“Since when does age create gigantic waves and storms?”
—16-year-old sailor Abby Sunderland, blogging from the ship that rescued her from her failed attempt to sail around the world, and responding to critics of her parents for permitting the adventure,
This may not be an ethics quote as much as it proves an ethics point. Abby’s quote is pure teen logic, and shows that her wisdom and judgment are not sufficiently sophisticated or developed to make decisions that could cost her life. No, Abby, your age didn’t create the waves and storms. It’s just that a sixteen-year-old shouldn’t be placed in a situation—or be allowed to place herself in a situation— where those age-ignorant waves and storms might kill her. Age doesn’t create rapists, drug pushers, unwanted pregnancies, drunk drivers or other perils either, but that doesn’t mean that it is responsible for parents to allow their children to be harmed by them.
When I tell my son he can’t do something that I think is too risky, he is likely to come up with an argument just as naive and irrational as Abby’s. The fact that his mind works like that shows how immature he is, and why I need to fulfill my duty to him as a parent, by protecting him from his own bad judgment.
Abby’s quote doesn’t prove the critics of her parents wrong. It proves them right.

==================================================

● Stated task a
Recast the records below, starting at the line containing "the rear side" and ending at the line containing "[[105, 164], [156, 164], [52, 167], [202, 157]]", as a JSON list of strings with one string per line and blank lines omitted.

==================================================

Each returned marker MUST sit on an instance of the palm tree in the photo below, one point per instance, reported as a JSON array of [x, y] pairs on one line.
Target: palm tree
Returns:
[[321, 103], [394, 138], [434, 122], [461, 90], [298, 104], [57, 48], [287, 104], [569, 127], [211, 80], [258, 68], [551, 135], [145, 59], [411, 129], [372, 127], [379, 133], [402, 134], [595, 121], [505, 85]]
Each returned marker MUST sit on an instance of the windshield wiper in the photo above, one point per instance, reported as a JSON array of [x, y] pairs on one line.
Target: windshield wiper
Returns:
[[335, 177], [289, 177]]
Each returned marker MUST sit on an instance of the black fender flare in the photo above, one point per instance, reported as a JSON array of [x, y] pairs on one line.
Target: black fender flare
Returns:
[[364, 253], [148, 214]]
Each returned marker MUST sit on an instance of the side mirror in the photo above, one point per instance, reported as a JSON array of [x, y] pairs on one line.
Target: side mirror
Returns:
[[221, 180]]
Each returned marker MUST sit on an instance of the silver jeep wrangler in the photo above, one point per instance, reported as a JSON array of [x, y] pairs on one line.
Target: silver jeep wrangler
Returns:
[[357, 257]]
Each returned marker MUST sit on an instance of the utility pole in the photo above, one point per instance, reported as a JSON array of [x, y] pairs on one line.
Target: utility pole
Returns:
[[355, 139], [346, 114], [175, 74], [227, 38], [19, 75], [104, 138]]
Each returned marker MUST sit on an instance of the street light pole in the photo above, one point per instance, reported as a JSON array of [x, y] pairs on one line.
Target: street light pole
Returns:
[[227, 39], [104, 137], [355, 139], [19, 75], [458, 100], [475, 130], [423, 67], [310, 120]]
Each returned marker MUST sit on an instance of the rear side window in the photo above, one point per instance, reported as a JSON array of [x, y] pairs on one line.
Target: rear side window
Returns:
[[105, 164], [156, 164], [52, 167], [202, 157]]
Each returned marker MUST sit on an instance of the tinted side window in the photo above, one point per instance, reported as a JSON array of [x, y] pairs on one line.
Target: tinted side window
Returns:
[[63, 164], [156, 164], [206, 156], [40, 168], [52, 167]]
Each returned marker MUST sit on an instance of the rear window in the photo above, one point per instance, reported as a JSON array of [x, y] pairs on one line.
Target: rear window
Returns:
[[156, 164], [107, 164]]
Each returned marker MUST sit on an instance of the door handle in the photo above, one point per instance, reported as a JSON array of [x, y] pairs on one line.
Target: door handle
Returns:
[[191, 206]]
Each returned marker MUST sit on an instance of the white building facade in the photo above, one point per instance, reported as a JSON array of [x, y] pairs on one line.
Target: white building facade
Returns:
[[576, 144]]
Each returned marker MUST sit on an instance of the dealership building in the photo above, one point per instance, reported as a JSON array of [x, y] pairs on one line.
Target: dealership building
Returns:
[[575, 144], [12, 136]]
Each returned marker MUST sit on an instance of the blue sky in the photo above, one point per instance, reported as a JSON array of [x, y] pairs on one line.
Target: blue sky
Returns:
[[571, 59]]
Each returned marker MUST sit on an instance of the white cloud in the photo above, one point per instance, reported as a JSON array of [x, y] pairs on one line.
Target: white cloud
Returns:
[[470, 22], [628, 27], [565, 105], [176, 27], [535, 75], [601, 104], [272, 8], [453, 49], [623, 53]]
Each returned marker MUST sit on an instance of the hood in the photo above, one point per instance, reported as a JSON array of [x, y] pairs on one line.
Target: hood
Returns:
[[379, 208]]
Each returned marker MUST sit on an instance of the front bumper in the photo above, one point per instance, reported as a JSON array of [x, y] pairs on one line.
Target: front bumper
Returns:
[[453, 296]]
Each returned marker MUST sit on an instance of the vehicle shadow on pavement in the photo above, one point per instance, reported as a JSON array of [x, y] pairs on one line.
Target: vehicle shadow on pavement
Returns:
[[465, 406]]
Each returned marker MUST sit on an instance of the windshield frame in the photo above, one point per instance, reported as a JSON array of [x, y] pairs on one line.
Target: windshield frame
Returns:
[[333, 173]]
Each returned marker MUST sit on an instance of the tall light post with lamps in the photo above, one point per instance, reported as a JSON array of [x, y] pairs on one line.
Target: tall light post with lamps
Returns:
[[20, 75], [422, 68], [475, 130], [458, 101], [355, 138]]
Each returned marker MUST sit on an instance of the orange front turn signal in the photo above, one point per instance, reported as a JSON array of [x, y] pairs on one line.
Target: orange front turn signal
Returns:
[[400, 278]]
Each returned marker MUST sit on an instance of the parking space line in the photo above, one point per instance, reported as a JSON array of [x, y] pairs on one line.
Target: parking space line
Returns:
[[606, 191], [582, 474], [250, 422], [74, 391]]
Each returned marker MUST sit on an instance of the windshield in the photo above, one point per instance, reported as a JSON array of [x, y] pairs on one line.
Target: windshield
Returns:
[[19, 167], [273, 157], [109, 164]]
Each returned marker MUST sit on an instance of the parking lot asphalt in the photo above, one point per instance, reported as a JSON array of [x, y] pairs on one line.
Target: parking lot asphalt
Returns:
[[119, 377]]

==================================================

● Stated task b
Translate this sentence from the commentary on Abby Sunderland into Spanish: "Abby’s quote doesn’t prove the critics of her parents wrong."

● Final result a
[
  "Each returned marker MUST sit on an instance of the rear side window in the photo above, one point per instance, reported as a JSON array of [x, y] pairs on one line.",
  "Target: rear side window",
  "Returns:",
  "[[105, 164], [156, 164], [52, 167], [202, 157]]"
]

● Final result b
La cita de Abby no demuestra que los críticos de sus padres estén equivocados.